(Stored data entries)
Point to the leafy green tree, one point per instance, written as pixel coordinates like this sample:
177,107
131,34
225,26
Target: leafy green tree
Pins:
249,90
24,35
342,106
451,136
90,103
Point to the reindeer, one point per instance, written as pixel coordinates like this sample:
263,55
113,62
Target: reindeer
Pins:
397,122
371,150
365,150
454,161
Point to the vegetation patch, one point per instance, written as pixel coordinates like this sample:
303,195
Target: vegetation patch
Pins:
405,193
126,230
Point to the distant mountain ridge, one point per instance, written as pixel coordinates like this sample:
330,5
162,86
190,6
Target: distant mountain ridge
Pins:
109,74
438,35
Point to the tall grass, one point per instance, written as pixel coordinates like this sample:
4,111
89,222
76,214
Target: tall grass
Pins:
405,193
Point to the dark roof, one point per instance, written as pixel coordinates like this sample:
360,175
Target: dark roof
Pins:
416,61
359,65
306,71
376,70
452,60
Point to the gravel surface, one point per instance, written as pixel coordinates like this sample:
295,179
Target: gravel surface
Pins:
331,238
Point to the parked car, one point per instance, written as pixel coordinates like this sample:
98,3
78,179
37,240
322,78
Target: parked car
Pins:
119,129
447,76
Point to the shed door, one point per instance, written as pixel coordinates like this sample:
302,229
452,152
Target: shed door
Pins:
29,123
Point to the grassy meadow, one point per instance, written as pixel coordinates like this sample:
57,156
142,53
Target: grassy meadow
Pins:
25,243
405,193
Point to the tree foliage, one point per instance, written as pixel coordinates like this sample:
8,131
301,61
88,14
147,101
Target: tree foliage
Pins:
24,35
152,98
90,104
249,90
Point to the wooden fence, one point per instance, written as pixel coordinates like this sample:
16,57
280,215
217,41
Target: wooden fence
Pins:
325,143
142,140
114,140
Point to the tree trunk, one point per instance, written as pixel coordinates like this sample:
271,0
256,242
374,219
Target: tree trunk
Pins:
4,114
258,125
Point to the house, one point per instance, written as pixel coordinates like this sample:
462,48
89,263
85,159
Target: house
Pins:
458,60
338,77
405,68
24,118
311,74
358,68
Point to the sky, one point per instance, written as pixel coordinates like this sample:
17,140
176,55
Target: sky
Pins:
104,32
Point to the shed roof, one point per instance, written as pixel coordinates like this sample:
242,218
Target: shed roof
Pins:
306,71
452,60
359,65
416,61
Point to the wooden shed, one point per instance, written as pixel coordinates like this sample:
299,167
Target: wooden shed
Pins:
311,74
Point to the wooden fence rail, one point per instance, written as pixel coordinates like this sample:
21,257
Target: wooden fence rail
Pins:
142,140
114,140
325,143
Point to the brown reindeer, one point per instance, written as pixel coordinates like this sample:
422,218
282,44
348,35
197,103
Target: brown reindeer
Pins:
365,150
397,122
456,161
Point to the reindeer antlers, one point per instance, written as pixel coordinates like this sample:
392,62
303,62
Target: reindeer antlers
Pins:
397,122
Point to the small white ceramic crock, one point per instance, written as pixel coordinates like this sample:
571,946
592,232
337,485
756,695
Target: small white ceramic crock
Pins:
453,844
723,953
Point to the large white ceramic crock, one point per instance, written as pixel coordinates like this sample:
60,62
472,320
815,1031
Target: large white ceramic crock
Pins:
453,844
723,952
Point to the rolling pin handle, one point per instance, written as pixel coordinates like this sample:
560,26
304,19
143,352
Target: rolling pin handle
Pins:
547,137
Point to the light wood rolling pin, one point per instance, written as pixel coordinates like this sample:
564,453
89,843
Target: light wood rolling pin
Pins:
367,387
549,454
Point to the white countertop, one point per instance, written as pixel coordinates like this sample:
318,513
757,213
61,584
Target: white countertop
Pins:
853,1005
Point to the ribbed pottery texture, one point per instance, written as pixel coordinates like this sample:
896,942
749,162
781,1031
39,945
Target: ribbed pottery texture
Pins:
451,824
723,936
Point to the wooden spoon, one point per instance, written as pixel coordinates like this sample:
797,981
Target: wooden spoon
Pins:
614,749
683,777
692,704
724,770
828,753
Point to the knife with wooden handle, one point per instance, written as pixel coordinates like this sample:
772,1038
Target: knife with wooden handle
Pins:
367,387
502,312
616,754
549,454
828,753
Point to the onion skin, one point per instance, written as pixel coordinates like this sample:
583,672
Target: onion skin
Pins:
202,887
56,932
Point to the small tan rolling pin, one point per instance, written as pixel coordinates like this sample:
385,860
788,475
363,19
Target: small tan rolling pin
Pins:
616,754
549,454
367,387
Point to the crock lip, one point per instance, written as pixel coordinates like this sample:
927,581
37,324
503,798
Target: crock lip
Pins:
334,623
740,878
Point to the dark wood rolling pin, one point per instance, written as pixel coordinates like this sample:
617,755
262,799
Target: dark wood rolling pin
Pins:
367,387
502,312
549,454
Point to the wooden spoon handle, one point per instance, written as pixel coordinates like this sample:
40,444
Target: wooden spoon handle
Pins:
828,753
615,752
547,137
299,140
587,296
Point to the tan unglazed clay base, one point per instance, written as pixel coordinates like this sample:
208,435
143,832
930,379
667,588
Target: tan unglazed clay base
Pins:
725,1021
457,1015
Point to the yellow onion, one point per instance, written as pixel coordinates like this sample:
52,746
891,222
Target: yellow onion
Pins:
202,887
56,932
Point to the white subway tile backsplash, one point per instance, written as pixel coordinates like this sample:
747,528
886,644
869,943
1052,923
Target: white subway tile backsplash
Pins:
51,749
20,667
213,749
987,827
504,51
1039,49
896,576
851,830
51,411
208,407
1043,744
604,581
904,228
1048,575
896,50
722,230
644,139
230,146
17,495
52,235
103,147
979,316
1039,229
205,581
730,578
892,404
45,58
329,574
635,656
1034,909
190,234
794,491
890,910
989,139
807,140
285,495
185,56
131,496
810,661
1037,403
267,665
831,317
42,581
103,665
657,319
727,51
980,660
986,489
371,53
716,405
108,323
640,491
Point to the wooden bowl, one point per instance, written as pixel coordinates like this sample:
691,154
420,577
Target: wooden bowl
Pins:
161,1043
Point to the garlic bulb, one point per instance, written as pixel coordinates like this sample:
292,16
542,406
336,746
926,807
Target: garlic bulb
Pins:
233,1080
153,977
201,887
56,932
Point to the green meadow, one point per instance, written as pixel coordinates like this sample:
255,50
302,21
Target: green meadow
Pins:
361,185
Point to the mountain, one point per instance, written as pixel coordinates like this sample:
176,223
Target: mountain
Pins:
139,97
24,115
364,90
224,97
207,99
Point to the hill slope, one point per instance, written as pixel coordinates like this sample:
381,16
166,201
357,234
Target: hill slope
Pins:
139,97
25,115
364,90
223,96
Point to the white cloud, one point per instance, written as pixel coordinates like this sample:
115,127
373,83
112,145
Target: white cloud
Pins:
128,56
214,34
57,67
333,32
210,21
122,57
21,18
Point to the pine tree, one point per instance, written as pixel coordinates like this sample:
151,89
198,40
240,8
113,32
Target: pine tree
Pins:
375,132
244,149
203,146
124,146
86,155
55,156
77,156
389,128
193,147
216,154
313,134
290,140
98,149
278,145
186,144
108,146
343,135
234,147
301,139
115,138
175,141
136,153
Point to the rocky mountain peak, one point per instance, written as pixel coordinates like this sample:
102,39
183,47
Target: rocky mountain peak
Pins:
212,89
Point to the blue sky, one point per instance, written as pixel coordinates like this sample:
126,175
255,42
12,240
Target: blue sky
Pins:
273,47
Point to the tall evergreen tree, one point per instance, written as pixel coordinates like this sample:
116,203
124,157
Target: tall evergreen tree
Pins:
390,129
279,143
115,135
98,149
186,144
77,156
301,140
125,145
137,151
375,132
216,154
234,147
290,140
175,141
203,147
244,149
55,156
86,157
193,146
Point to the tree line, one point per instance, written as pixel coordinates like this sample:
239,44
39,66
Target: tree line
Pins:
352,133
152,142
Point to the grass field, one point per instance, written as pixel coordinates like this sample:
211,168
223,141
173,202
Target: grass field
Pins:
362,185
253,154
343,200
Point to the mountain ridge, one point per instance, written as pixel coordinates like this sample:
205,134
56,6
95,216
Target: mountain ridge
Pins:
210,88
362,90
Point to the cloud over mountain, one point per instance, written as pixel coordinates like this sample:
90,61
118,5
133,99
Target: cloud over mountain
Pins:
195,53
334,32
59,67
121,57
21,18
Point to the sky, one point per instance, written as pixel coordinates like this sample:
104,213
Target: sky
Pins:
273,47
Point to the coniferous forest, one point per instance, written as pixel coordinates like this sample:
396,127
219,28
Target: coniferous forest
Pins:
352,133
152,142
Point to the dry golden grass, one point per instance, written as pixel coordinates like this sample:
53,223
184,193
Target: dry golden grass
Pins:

• [TASK DETAILS]:
Lines with "reindeer" in the records above: copy every one of them.

• [ANSWER TO THIS TASK]:
Point to the reindeer, one point per instance, written as pixel coordinates like this sample:
Target: reindeer
Point to the brown reindeer, one point per instance, written as pixel coordinates like this sample:
Target: brown reindeer
Point to the reindeer antlers, one point per instance, written as pixel coordinates like this sample:
Target: reindeer antlers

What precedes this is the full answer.